Exercise set =
(A) Give every year that appears in the passage on the Roman withdrawal from Britain, in the order each first occurs.
(B) Extend the passage on the Roman withdrawal from Britain past its final sentence.
──────── Passage ────────
The Withdrawal of Roman Legions from Britain.



The Withdrawal of Roman Legions from Britannia resulted in the End of Literacy in the region (410 – 449 AD). Then starts the Dark Ages in Britain...
In 410AD.the Roman legions withdrew from the province of Britannia. With the departure of the last legions from Britain, and the end of Roman rule, literacy gradually left England. Within 40 to 50 years from the time of the departure of the Romans to the arrival in 597 of Augustine of Canterbury on a mission to convert the Anglo-Saxons, and for a period thereafter, it is believed that the people of Britain were, with few exceptions, essentially illiterate.

Roughly 40 years after the Romans departed, in 449, Saxons, Angles, and Jutes conducted large scale invasions of Britain, causing numerous members of the Christian aristocracy to flee to Bretagne, France. The environment in Britain became increasingly hostile to Christians, and increasingly illiterate.


The period from the departure of the Roman legions to the arrival of Augustine of Canterbury in 597 is often called Sub-Roman Britain or Post-Roman Britain. The date taken for the end of this period is arbitrary in that sub-Roman culture continued in the West of England, and in Wales, for a period of time thereafter. Reflecting the decline of literacy and of educational institutions, very little written material survived from the period.
──────── Dataset entries ────────
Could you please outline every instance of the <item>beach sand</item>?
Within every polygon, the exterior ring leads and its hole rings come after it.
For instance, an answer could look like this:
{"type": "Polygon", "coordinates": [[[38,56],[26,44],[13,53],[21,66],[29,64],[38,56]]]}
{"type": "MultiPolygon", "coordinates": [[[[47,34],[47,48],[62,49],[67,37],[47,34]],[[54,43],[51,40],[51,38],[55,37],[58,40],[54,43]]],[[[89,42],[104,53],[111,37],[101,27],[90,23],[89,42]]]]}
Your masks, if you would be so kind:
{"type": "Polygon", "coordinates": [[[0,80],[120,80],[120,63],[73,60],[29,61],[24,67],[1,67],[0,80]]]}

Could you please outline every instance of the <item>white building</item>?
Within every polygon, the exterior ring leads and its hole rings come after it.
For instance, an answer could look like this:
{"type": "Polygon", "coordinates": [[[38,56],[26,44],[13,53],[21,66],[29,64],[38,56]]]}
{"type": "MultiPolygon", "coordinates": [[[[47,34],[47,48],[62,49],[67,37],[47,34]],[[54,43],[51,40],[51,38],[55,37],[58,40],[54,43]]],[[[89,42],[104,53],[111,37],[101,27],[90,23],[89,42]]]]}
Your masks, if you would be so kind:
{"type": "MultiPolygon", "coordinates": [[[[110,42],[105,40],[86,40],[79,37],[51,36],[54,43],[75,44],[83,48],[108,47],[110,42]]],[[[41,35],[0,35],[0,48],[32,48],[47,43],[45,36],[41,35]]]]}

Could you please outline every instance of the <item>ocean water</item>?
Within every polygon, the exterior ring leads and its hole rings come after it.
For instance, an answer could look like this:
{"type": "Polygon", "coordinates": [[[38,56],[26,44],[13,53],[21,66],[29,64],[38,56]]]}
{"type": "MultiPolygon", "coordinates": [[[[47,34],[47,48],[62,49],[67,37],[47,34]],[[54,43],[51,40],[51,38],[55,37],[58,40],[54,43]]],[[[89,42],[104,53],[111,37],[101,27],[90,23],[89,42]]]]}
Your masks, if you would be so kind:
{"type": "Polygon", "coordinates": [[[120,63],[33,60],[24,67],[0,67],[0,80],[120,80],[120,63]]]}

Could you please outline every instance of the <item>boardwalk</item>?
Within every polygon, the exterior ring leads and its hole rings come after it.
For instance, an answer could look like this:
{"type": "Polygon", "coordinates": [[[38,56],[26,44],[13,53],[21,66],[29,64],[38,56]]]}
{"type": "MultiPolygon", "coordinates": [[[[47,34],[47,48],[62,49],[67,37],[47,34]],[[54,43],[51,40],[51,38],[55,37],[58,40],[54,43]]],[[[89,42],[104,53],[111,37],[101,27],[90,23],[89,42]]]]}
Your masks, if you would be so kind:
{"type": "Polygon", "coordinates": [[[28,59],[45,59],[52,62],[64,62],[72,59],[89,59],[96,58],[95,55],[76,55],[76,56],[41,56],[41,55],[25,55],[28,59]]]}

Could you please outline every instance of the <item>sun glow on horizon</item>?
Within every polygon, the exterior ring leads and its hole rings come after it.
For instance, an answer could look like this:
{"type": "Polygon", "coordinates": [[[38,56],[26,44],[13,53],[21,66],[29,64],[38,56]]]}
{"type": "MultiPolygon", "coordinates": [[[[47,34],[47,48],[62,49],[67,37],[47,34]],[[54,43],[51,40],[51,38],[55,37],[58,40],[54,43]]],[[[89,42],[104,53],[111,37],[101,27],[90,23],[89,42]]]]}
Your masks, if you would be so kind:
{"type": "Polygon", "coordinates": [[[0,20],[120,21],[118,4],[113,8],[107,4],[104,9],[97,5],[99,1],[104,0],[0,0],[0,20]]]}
────────
Per-task answers =
(A) 410, 449, 597

(B)
“Two primary contemporary British sources exist: the Confessio of Saint Patrick and Gildas’ De Excidio et Conquestu Britanniae (On the Ruin and Conquest of Britain). Patrick’s Confessio and his Letter to Coroticus reveal aspects of life in Britain, from where he was abducted to Ireland. It is particularly useful in highlighting the state of Christianity at the time. Gildas is the nearest to a source of Sub-Roman history but there are many problems in using it. The document represents British history as he and his audience understood it. Though a few other documents of the period do exist, such as Gildas’ letters on monasticism, they are not directly relevant to British history. Gildas’ De Excidio is a jeremiad: it is written as a polemic to warn contemporary rulers against sin, demonstrating through historical and biblical examples that bad rulers are always punished by God — in the case of Britain, through the destructive wrath of the Saxon invaders. The historical section of De Excidio is short, and the material in it is clearly selected with Gildas’ purpose in mind. There are no absolute dates given, and some of the details, such as those regarding the Hadrian’s and Antonine Walls are clearly wrong. Nevertheless, Gildas does provide us with an insight into some of the kingdoms that existed when he was writing, and how an educated monk perceived the situation that had developed between the Anglo-Saxons and the Britons.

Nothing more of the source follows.